** Start of EXCERPTED DATA **

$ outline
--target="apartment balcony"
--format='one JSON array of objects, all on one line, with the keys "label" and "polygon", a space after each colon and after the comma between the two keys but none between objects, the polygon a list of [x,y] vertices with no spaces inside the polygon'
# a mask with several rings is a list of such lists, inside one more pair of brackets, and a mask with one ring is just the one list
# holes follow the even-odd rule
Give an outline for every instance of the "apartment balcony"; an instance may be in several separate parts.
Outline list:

** End of EXCERPTED DATA **
** Start of EXCERPTED DATA **

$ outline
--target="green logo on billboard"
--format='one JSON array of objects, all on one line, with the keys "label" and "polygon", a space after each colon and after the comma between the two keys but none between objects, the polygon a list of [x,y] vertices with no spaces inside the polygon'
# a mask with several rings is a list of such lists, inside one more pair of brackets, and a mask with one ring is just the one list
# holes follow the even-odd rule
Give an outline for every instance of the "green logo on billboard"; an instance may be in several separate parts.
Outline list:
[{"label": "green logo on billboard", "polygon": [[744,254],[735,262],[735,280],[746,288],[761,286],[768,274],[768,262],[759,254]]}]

** End of EXCERPTED DATA **

Pull out every line of the records above that contains the word "separate", with matching case.

Give an outline for every instance of the "apartment balcony"; an instance may be in several separate parts.
Give an outline for every instance of the "green logo on billboard"; an instance may be in several separate parts.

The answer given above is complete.